PROBLEM TO WORK ON :: Lines before the one containing "Task: point out every instance of the concrete column" are excluded; retype that line and all remaining lines of the material exactly.

[Entries taken from a collection]
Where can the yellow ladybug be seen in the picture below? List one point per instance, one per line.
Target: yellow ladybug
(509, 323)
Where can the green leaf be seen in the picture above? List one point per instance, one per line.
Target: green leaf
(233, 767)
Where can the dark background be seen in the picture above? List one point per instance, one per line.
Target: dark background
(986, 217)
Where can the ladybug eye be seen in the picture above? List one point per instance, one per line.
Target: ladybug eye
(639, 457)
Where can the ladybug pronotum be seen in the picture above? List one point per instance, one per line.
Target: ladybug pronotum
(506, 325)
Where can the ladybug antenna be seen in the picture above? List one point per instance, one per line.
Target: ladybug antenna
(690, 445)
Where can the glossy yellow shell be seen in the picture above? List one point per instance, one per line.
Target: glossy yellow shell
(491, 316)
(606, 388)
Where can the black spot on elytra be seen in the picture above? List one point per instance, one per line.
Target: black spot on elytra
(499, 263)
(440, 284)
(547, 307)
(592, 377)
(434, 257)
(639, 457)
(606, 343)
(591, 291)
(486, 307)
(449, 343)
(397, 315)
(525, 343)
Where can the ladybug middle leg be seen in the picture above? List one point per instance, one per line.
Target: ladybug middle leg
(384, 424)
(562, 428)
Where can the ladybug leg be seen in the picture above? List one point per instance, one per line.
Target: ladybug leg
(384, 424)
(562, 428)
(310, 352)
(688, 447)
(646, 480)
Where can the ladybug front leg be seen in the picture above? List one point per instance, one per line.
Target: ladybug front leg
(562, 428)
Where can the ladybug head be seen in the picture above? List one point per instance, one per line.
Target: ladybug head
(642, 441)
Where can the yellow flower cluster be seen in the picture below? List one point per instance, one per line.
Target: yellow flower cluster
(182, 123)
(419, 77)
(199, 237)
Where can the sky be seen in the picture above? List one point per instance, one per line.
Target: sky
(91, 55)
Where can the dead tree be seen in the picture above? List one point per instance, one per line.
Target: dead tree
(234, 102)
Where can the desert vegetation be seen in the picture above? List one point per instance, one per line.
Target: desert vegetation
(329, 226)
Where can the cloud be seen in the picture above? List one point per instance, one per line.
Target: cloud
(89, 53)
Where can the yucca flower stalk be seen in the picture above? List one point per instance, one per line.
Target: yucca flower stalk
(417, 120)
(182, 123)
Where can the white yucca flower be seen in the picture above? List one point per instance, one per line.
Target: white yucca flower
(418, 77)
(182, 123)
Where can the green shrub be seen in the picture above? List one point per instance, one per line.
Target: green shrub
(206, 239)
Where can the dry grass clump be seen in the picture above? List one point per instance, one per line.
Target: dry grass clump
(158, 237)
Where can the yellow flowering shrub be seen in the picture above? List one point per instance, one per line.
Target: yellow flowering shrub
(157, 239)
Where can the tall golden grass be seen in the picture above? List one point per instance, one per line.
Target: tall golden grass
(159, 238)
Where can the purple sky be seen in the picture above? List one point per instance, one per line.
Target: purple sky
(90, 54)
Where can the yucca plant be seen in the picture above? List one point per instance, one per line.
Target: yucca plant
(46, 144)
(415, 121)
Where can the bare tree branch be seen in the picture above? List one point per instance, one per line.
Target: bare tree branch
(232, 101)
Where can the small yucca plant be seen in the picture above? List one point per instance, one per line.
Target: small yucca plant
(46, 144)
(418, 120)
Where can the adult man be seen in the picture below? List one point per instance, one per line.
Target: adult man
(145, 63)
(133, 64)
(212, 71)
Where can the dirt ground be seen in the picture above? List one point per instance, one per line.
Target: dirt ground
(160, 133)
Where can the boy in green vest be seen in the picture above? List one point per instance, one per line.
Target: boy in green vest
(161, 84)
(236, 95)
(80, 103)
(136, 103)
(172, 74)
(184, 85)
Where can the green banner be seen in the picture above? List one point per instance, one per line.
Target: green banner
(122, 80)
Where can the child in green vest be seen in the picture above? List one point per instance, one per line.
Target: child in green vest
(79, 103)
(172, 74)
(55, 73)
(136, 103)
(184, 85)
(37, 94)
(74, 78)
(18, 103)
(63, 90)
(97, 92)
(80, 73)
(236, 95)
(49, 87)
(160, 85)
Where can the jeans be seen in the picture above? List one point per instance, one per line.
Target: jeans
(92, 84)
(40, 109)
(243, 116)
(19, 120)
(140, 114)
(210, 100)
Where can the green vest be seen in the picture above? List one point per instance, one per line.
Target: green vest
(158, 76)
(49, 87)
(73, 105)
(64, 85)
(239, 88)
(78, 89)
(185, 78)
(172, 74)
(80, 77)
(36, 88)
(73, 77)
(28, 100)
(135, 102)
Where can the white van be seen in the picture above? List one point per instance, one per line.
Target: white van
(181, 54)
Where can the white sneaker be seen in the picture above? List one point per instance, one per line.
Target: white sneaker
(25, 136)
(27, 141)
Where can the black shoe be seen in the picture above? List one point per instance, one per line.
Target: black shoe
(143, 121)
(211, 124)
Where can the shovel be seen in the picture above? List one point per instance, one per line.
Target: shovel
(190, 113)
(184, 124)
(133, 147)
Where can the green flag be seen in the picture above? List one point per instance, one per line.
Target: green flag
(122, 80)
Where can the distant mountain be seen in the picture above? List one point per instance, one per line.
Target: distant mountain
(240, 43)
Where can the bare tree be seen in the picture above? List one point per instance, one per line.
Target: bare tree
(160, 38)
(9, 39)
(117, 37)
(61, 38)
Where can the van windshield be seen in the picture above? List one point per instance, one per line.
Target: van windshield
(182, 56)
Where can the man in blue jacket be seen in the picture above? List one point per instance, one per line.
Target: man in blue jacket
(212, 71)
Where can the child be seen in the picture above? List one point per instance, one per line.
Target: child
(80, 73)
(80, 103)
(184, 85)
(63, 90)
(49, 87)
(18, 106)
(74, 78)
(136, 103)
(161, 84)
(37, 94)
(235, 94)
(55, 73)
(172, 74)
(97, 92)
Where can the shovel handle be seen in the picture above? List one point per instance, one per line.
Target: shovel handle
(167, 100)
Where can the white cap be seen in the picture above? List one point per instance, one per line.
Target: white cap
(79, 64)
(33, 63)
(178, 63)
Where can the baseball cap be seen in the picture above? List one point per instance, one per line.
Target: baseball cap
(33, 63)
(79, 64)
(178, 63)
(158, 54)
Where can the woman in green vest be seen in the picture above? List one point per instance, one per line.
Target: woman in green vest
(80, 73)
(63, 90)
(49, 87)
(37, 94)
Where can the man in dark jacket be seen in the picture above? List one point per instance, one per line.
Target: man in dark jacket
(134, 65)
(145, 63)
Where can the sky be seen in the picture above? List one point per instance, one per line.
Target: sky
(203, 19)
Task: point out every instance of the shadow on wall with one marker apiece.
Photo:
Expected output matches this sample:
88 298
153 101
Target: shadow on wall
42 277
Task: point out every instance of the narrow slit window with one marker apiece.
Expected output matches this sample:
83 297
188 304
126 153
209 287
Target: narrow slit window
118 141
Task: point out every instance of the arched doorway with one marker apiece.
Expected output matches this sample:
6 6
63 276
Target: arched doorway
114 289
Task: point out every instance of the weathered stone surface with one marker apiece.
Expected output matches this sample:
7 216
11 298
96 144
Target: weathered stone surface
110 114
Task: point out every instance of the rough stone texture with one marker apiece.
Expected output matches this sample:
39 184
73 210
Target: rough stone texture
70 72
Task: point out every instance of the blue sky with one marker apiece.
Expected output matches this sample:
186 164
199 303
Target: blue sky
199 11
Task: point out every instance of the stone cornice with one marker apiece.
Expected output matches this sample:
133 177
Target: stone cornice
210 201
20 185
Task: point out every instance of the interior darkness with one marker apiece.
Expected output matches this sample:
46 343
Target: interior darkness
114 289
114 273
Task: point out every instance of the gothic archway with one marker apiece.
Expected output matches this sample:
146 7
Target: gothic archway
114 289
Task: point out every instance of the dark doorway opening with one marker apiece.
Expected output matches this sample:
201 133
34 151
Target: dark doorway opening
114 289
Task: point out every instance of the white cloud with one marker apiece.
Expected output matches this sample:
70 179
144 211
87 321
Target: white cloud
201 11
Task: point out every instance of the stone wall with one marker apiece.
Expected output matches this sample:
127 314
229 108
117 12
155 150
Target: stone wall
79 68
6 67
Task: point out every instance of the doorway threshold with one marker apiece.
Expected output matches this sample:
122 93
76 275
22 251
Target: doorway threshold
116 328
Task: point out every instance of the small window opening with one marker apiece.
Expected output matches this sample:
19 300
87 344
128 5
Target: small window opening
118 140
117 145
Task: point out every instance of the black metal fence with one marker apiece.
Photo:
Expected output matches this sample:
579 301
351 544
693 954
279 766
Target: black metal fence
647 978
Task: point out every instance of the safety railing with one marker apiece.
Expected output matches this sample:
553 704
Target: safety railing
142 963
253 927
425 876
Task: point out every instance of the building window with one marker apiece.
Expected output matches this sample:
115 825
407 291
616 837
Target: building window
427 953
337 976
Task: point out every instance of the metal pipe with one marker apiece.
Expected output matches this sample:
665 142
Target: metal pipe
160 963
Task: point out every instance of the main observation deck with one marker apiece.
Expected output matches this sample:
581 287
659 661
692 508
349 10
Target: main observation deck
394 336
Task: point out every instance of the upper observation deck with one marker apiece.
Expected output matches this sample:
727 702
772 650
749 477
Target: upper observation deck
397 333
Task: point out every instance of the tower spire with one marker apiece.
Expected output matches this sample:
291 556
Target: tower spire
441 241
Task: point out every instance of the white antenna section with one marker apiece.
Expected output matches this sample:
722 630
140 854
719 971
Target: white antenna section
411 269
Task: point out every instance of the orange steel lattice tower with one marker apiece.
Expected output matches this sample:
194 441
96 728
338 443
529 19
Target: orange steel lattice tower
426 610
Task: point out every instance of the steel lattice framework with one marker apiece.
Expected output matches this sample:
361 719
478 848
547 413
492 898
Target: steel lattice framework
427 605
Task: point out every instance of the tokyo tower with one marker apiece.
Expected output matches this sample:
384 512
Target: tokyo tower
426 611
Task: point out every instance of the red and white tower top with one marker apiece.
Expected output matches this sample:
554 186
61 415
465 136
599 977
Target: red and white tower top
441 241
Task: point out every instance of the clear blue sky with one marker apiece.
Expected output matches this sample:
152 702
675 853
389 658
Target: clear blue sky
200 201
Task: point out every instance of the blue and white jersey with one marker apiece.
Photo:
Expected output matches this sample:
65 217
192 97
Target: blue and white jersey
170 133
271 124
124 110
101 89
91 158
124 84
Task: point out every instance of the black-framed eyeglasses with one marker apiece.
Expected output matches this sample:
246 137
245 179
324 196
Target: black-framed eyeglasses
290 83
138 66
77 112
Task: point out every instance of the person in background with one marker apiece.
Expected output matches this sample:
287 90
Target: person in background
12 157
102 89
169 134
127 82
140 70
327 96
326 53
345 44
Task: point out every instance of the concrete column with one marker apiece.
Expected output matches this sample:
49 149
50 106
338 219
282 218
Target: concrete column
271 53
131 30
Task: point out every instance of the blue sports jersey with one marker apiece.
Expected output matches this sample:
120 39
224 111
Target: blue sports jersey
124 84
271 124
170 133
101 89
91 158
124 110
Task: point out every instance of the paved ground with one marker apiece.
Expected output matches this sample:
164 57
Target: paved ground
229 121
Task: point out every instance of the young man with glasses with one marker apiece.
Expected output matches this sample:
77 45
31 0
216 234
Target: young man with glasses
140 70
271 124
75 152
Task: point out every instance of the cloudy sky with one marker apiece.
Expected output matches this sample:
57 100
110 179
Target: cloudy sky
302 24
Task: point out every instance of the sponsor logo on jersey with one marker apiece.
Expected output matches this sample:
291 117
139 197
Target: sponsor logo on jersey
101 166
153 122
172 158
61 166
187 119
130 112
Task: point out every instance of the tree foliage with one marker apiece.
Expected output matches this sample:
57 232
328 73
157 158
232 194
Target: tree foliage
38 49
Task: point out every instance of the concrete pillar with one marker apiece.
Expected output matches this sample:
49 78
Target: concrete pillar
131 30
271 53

EXPECTED ANSWER ::
Task: point out every instance of the concrete column with one marker apiece.
Expected output matches this sample:
49 149
50 106
338 219
282 218
Target: concrete column
271 53
131 30
Task: point out every instance of the blue sports jersey with one marker apiece.
Expected output matches this sample:
120 39
224 111
Target: blue sports jersey
124 84
271 124
170 133
101 89
91 158
124 110
Task: point out every instance of the paved ground with one marker apiece.
Expected output matches this sample:
164 57
Target: paved ground
229 121
Task: point out every instance of the young man with glasses with one marker apiece.
Expected output matches this sample:
77 45
31 0
216 234
Target: young man with glasses
140 70
271 124
75 152
Task: point out every instance of the cloudy sky with one marker apiece.
Expected output matches this sample:
57 100
110 179
Target: cloudy sky
302 24
Task: point out every instance of the sponsor logo on jersey with one marker apiece.
Expected output matches this sample:
291 117
139 197
Target: sponsor logo on jersey
101 166
153 122
172 158
61 166
187 119
130 112
Task: point out every instance of the tree foliage with one marker apiece.
Expected output matches this sample:
57 232
328 73
157 158
232 194
Target: tree foliage
38 49
Task: point out every instance of the concrete pillar with one marker apiece.
Expected output matches this sample:
49 78
Target: concrete pillar
131 30
271 53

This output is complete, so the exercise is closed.